Challenge: Locate every line in the records that contains the string "wearing" and copy each such line. Matching is case-sensitive.

·····

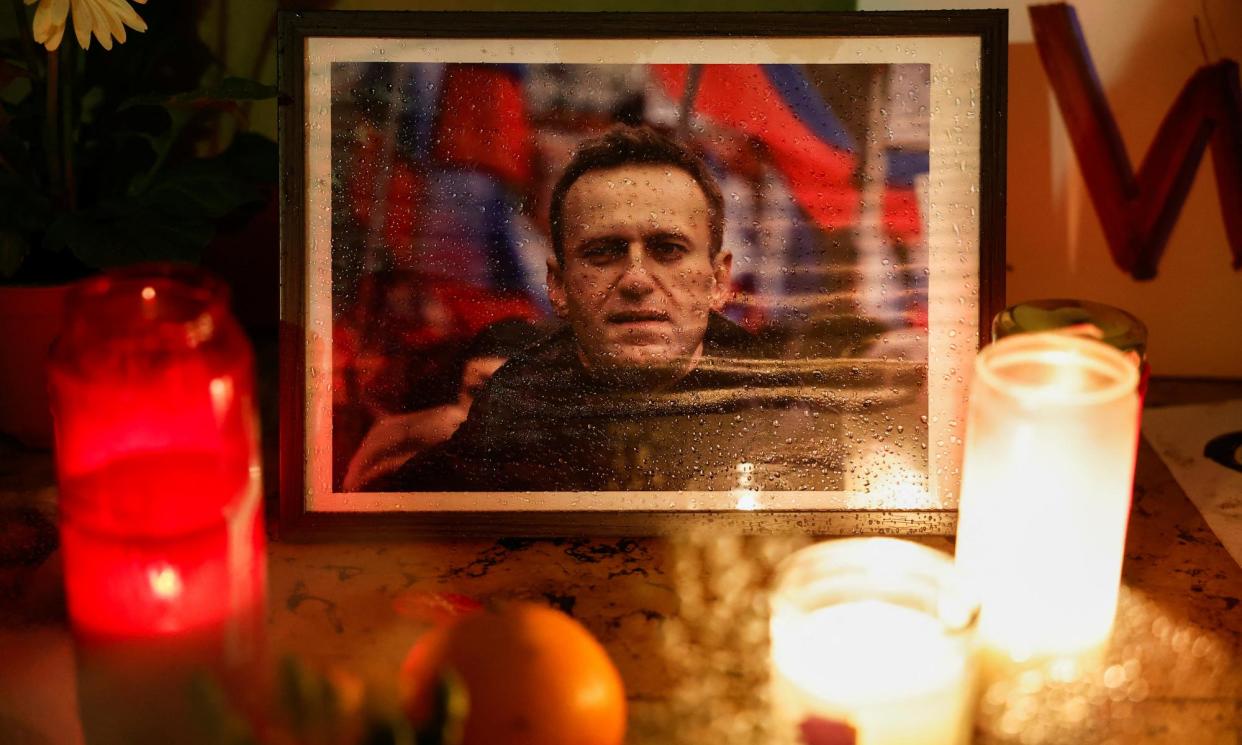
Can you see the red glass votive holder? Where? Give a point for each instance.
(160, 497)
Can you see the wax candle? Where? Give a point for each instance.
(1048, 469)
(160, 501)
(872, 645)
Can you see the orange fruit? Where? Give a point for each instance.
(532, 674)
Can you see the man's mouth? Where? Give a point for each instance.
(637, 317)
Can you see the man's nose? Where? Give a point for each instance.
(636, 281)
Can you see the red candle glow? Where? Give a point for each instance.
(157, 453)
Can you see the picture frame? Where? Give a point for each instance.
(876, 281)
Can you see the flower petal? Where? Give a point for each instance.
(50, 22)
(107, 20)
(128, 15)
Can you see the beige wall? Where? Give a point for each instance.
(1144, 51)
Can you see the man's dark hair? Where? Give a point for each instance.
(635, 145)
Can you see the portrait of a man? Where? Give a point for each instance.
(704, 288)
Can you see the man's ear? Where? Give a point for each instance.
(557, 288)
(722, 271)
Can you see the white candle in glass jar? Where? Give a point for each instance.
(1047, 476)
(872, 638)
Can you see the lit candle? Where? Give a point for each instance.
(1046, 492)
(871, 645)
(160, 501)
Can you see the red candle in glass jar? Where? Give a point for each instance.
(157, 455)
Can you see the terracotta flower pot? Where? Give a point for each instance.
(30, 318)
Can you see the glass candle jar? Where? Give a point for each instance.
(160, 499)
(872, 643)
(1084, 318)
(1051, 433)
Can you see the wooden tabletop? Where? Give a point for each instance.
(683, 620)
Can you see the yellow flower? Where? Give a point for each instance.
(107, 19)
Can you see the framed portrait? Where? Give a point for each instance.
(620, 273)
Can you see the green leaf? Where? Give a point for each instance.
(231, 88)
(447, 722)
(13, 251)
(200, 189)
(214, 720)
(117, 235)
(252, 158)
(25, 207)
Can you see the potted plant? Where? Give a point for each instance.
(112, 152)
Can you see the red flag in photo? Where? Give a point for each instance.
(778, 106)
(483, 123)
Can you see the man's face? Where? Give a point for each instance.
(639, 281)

·····

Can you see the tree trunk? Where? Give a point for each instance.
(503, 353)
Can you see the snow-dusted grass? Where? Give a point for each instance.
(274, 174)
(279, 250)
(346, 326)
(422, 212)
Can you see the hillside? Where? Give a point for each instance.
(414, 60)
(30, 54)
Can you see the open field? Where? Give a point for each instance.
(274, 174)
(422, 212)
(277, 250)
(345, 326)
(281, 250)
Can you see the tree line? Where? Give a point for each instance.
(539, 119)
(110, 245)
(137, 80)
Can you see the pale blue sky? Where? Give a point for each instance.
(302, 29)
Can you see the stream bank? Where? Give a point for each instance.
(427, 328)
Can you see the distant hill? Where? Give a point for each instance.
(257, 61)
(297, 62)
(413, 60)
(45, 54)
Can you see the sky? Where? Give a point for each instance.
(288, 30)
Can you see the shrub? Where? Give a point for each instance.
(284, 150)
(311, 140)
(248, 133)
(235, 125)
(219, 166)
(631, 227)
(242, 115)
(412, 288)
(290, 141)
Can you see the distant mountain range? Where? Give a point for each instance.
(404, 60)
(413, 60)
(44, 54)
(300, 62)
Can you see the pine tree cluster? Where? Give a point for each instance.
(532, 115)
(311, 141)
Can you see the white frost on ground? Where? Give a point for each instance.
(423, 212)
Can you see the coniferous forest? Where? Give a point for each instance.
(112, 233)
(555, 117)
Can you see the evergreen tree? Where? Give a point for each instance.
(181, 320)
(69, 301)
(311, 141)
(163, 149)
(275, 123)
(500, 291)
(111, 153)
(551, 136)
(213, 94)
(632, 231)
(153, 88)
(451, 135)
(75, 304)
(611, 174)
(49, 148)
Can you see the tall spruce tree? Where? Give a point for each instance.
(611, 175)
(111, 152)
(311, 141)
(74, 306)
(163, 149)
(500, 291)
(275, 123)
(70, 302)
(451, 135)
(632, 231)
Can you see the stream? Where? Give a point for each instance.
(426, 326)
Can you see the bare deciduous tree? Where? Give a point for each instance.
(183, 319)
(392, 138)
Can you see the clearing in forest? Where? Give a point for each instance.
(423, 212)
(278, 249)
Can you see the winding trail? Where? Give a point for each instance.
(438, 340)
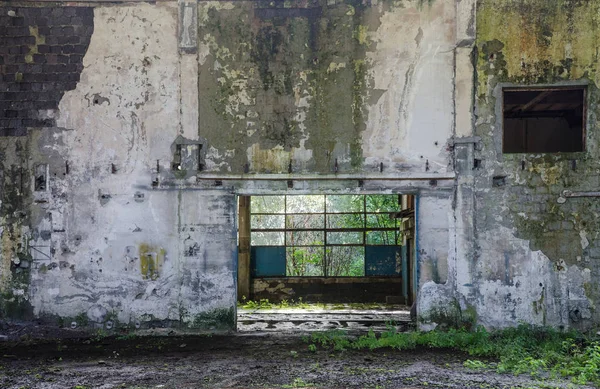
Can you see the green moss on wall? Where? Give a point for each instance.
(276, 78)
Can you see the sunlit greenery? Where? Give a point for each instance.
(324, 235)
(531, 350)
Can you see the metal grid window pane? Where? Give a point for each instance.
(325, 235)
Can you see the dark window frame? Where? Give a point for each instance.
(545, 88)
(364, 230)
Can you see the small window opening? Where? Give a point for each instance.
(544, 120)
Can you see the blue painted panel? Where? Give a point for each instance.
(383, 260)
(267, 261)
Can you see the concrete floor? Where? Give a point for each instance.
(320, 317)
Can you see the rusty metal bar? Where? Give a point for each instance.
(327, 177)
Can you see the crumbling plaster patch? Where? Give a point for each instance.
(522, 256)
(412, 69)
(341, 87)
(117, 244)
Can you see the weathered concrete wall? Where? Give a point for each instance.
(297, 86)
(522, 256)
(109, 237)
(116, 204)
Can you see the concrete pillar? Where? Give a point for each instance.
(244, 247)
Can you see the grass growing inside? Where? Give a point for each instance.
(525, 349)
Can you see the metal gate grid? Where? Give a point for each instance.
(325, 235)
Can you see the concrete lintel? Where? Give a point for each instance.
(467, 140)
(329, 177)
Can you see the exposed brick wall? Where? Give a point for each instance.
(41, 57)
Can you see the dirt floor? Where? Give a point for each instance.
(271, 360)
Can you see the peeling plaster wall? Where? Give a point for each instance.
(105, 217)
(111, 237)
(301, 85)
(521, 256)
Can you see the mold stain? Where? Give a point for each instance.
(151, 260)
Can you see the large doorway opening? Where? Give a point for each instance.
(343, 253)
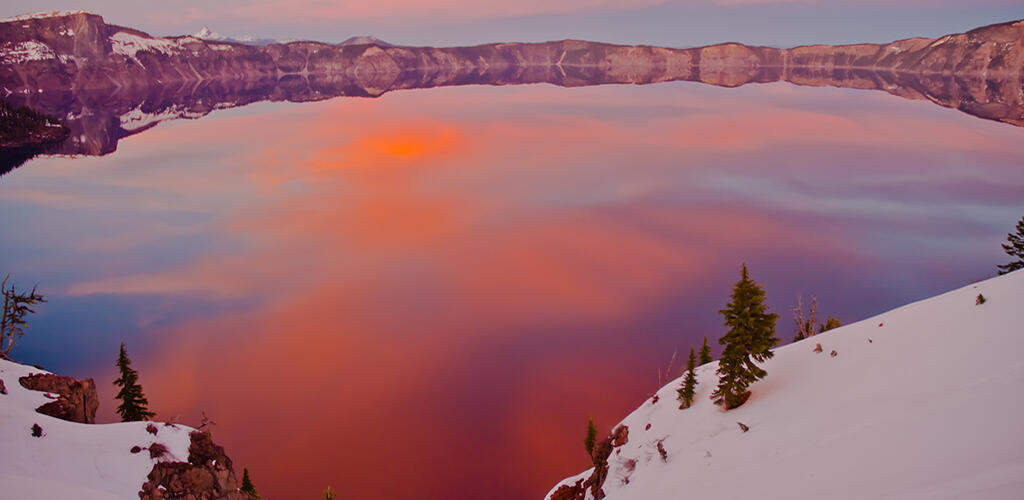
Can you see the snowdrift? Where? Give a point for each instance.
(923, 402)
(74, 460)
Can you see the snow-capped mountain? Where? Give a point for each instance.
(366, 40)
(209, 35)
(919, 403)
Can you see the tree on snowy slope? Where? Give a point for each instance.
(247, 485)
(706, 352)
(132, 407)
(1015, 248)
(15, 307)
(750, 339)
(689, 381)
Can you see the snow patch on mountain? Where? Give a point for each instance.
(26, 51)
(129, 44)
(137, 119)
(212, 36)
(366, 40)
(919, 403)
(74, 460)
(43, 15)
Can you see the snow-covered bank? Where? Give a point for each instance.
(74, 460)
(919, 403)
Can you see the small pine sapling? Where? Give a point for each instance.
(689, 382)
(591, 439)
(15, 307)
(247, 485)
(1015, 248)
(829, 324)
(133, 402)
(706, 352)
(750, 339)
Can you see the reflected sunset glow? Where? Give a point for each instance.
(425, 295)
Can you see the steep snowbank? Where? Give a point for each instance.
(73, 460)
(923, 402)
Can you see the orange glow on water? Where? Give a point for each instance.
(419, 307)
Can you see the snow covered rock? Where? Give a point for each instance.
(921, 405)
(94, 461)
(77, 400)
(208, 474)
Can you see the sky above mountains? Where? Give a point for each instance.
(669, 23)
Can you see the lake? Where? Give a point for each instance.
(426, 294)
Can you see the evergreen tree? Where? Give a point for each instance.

·····

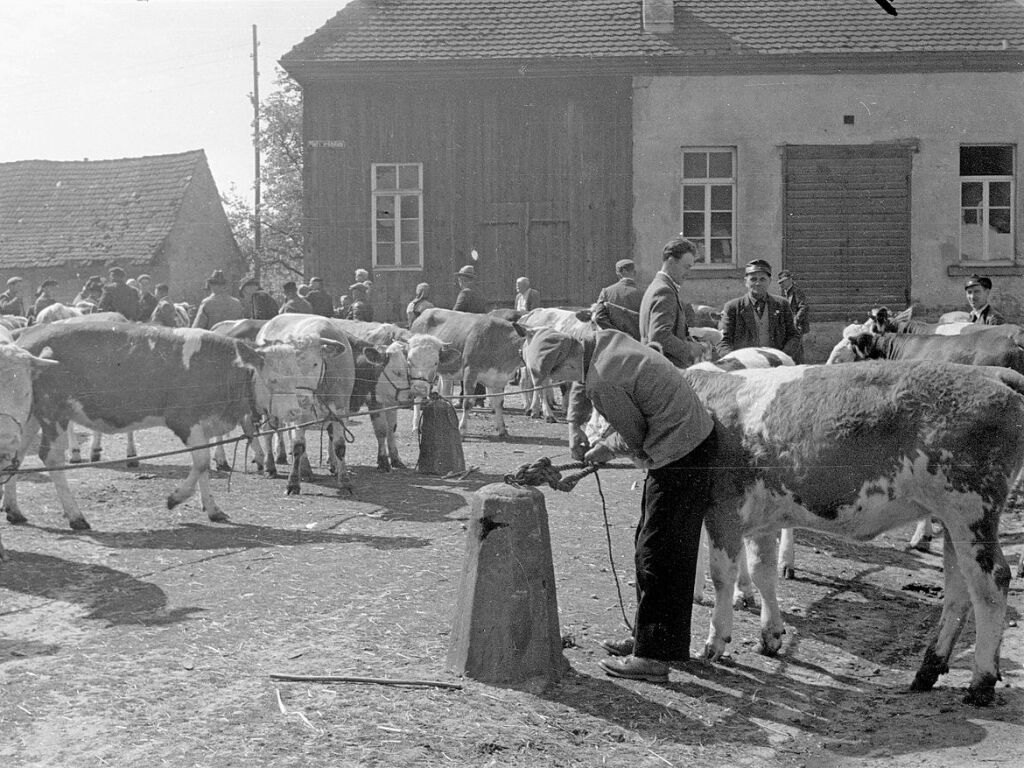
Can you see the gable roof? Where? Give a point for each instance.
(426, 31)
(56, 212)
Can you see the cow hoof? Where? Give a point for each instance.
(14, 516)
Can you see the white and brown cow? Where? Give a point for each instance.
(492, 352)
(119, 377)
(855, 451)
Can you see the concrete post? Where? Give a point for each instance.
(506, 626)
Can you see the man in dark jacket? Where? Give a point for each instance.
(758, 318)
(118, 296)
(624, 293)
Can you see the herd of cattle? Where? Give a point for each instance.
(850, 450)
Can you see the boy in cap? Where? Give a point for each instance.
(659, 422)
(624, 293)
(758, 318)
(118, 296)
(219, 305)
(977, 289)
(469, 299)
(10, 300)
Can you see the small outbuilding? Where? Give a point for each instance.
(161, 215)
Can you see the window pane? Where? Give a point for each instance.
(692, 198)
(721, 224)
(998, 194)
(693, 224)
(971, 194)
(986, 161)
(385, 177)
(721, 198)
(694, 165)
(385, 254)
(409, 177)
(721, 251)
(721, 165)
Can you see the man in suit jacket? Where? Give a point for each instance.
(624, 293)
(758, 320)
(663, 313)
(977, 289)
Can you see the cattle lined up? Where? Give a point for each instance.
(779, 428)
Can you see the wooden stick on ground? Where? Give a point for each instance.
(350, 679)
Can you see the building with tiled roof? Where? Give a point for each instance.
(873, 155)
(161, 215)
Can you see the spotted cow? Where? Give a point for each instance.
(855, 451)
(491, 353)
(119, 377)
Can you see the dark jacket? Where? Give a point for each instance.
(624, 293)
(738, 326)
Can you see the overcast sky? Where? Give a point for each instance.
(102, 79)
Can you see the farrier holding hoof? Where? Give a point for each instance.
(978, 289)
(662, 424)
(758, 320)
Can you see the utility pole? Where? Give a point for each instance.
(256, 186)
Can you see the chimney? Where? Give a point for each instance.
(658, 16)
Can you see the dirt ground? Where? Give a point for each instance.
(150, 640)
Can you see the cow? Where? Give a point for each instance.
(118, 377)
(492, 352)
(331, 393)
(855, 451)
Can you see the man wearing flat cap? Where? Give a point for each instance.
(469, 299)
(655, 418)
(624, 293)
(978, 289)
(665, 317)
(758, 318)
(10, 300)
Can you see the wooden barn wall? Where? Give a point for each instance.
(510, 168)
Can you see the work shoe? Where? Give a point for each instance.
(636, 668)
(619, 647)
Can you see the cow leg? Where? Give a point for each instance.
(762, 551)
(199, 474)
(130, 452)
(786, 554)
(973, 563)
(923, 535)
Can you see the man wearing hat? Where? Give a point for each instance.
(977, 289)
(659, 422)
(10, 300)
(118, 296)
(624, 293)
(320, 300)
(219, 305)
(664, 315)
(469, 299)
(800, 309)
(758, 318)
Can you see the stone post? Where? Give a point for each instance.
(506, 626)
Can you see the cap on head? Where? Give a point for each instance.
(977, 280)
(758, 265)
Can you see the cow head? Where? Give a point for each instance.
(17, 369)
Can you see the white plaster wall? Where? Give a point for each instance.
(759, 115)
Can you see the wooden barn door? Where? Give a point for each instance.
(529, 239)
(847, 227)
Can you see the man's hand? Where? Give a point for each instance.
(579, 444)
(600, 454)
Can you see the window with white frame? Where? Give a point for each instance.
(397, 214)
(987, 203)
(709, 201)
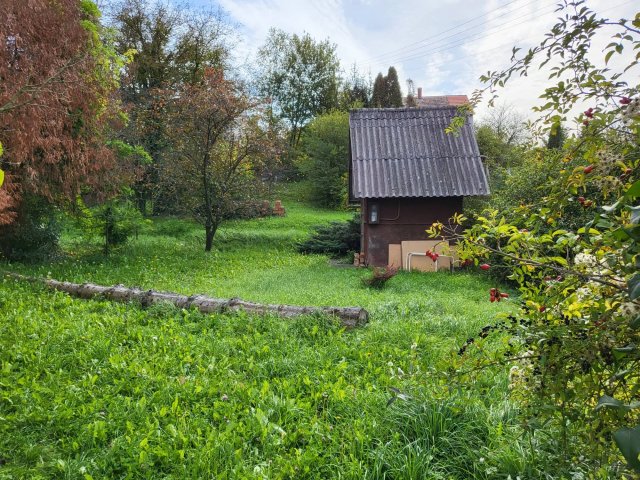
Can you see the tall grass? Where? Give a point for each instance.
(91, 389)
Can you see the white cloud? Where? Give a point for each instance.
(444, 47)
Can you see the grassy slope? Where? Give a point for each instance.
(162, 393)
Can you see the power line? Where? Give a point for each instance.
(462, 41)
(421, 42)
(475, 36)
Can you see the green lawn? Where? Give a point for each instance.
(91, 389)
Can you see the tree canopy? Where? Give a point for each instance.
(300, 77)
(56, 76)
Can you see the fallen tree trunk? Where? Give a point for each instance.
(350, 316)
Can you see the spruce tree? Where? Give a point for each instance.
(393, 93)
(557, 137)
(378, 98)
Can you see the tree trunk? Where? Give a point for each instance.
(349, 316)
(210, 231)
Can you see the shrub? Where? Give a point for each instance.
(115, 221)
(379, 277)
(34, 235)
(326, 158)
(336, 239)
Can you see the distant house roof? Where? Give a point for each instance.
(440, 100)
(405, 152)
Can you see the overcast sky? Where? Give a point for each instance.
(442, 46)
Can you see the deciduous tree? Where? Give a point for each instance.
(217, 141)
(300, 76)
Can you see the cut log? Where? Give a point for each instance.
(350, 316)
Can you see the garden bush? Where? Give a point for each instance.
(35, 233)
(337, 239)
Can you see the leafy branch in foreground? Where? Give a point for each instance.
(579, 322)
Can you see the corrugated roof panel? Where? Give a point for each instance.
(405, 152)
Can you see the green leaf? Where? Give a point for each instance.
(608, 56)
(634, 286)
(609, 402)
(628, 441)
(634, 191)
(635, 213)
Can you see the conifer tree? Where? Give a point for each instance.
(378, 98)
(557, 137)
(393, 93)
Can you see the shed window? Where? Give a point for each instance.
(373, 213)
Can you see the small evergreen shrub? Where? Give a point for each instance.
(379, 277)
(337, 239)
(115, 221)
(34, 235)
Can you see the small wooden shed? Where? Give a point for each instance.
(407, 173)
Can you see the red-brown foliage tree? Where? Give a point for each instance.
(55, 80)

·····

Answer for the task:
Can you see the man wearing flat cap? Where? Give a point for each instance.
Can you see the man wearing hat? Where? Give a point for each instance.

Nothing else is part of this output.